## [Document passage]
[R-sig-ME] Interpretation of lmer output in R
Douglas Bates
bates at stat.wisc.edu
Sat Feb 19 16:04:02 CET 2011
Thank you for your questions and for transferring the discussion to
the R-SIG-Mixed-Models mailing list, as we had discussed. I have also
copied the mailing list for a class on mixed-effects models that I am
teaching.
I particularly appreciate your desire to learn about the model instead
of just quoting a p-value. I often lament to my classes that
statisticians have been far too successful in propagating the idea of
p-values, to the extent that some researchers believe that is all that
is needed to learn about an analysis.
On Sat, Feb 19, 2011 at 3:05 AM, Julia Sommerfeld
<Julia.Sommerfeld at utas.edu.au> wrote:
> Dear Douglas and list members,
>
> Apologies in advance if you might consider my questions as too simple to
> be asking the godfather of lme4 for an answer...thus, please feel free to
> ignore my email or to forward it to someone else.
>
> I'm a PhD student (Australia/Germany) working on tropical seabirds. As
> many of my PhD-collegues, I'm having some difficulties with the analysis
> of my data using lmer (family=binomial). While some say: What do you care
>
> about all the other values as long as you've got a p-value... I do believe
> that it is essential to understand WHAT I'm doing here and WHAT all these
> numbers/values mean.
>
> I've read the Chapters (lme4 Book Chapters) and publications about the use
> of lmer and searched the forums - but I don't find a satisfying answer.
> And I have the feeling that 1. the statistic lecture at my university was
> a joke (sad to say this) 2. that I need a huge statistical/mathematical
> background to fully understand GLMMs.
>
>
> One of the question I would like to answer is:
> Does the previous breeding success influences nest site fidelity?
>
> I have binomial data:
> SameSite=1 means birds use the same site
>
> SameSite=0 means birds change nest site
>
> BreedSuc1=1 Birds were successful in previous breeding season
> BreedSuc1=0 Birds were not successful " " "
>
> Sex= male, female
> Bird= Bird ID
>
> This is my model:
> fm<-lmer(SameSite~BreedSuc1+Sex+(1|Bird), family="binomial")
> where Bird is my random factor (same birds were sampled more than once)
One thing to note is that there are 46 different birds in the 54
observations. Most birds will have just one observation so a random
effect for bird may not be necessary.
> summary(fm)
>
> Generalized linear mixed model fit by the Laplace approximation
>
> Formula: SameSite ~ BreedSuc1 + Sex + (1 | Bird)
> AIC BIC logLik deviance
> 77.38 85.34 -34.69 69.38
> Random effects:
> Groups Name Variance Std.Dev.
> Bird (Intercept) 0.14080 0.37524
> Number of obs: 54, groups: Bird, 46
>
> Fixed effects:
> Estimate Std. Error z value Pr(>|z|)
> (Intercept) -0.3294 0.4890 -0.674 0.5006
> BreedSuc11 1.1988 0.5957 2.012 0.0442 *
> SexM 0.2215 0.5877 0.377 0.7062
this suggests that sex is not an important factor in the model. The
(Intercept) term is close to zero, relative to its standard error, but
we would retain it in the model as explained below.

## [Given information]
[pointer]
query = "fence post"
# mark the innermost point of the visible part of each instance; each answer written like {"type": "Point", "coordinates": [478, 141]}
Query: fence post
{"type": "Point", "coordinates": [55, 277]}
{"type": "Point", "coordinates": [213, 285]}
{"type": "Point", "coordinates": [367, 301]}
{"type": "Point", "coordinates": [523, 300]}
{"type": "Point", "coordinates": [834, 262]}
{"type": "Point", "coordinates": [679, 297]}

## [Directives]
a. Answer these about the lmer mailing-list post:
(i) How many different birds appear in how many observations?
(ii) What does SameSite=0 mean?
(iii) What is the estimate given for BreedSuc11?
b. Repeat a part of the lmer mailing-list post word for word. Begin at the words that contain "One thing to" and stop after "Sex + (1 | Bird)".

## [Responses by task]
a.
(i) 46 birds in 54 observations
(ii) Birds change nest site.
(iii) 1.1988

b.
One thing to note is that there are 46 different birds in the 54
observations. Most birds will have just one observation so a random
effect for bird may not be necessary.
> summary(fm)
>
> Generalized linear mixed model fit by the Laplace approximation
>
> Formula: SameSite ~ BreedSuc1 + Sex + (1 | Bird)